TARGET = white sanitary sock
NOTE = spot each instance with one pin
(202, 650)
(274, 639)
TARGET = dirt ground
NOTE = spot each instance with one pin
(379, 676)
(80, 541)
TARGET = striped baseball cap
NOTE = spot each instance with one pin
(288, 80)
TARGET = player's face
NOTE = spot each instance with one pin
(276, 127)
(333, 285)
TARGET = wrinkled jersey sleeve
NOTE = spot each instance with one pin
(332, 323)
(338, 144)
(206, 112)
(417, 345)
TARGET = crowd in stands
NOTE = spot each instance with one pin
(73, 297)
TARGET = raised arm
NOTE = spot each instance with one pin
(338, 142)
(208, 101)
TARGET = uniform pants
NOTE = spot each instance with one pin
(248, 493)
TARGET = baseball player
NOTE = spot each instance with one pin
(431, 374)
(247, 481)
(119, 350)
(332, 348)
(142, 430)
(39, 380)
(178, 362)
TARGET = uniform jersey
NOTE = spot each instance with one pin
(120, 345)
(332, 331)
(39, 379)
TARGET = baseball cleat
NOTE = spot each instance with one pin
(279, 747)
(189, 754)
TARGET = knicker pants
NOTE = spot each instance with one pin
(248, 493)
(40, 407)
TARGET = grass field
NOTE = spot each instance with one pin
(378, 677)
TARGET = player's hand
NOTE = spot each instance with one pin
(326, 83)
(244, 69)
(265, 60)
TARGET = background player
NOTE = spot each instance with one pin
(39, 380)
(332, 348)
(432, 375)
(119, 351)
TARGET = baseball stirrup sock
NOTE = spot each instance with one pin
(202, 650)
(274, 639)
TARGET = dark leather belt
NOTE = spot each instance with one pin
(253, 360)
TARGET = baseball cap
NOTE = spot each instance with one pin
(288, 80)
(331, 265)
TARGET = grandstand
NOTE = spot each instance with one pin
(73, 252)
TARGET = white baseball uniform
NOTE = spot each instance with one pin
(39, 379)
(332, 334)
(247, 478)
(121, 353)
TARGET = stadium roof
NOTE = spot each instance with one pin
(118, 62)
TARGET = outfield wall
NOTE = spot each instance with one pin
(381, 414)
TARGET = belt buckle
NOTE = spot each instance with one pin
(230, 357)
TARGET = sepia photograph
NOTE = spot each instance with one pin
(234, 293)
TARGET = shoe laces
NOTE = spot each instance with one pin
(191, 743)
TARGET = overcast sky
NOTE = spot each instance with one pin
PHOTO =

## What to work on
Write out every line of the data above as a numbered list, leaving out any blank lines.

## Right answer
1. TARGET = white sanitary sock
2. NOTE = spot each instance with one pin
3. (202, 650)
4. (274, 639)
5. TARGET = dirt ground
6. NOTE = spot each instance with one pin
7. (379, 676)
8. (80, 541)
9. TARGET = striped baseball cap
10. NOTE = spot each instance with one pin
11. (288, 80)
12. TARGET = player's face
13. NOTE = spot each instance with one pin
14. (276, 127)
15. (333, 285)
16. TARGET = wrinkled jersey sleeve
17. NOTE = spot each instance with one pin
18. (332, 323)
19. (338, 144)
20. (206, 112)
21. (417, 345)
22. TARGET = crowd in stands
23. NOTE = spot each instance with one pin
24. (73, 297)
25. TARGET = raised arm
26. NOTE = spot each instance with one pin
27. (338, 142)
28. (208, 101)
29. TARGET = uniform pants
30. NOTE = spot each instance with one pin
31. (248, 493)
32. TARGET = baseball player
33. NOTE = spot each instance with one pin
34. (431, 374)
35. (247, 481)
36. (119, 350)
37. (332, 348)
38. (142, 430)
39. (39, 380)
40. (178, 362)
41. TARGET = uniform jersey
42. NOTE = spot each instance with one pin
43. (120, 345)
44. (332, 331)
45. (39, 379)
46. TARGET = baseball cleat
47. NOTE = spot each instance with one pin
48. (279, 747)
49. (189, 754)
50. TARGET = knicker pants
51. NOTE = spot each instance with one pin
52. (248, 493)
53. (40, 407)
54. TARGET = grass field
55. NOTE = spot each instance with one pin
56. (378, 677)
57. TARGET = player's hand
58. NOTE = spot each instance with one pin
59. (326, 83)
60. (244, 69)
61. (265, 60)
62. TARGET = background player
63. NOTE = spot each instance with one pin
64. (39, 380)
65. (332, 348)
66. (432, 375)
67. (119, 351)
68. TARGET = baseball stirrup sock
69. NOTE = spot each instance with one pin
70. (202, 650)
71. (274, 639)
72. TARGET = dark leather belt
73. NOTE = spot each instance with one pin
74. (253, 360)
75. TARGET = baseball cap
76. NOTE = spot each instance with one pin
77. (288, 80)
78. (331, 265)
79. TARGET = grandstand
80. NOTE = spot each instance with one pin
81. (73, 252)
82. TARGET = white baseball uniform
83. NOTE = spot each instance with one pin
84. (39, 379)
85. (332, 334)
86. (247, 478)
87. (121, 353)
88. TARGET = stadium roof
89. NOTE = spot each instance with one pin
90. (118, 62)
91. TARGET = outfield wall
92. NOTE = spot each instance with one pin
93. (381, 414)
94. TARGET = belt buckle
95. NOTE = spot each instance with one pin
96. (230, 357)
97. TARGET = sepia photograph
98. NOTE = spot each instance with one pin
99. (234, 293)
100. TARGET = shoe laces
101. NOTE = spot each instance with one pin
102. (191, 743)
103. TARGET = overcast sky
104. NOTE = spot each instance with one pin
105. PHOTO =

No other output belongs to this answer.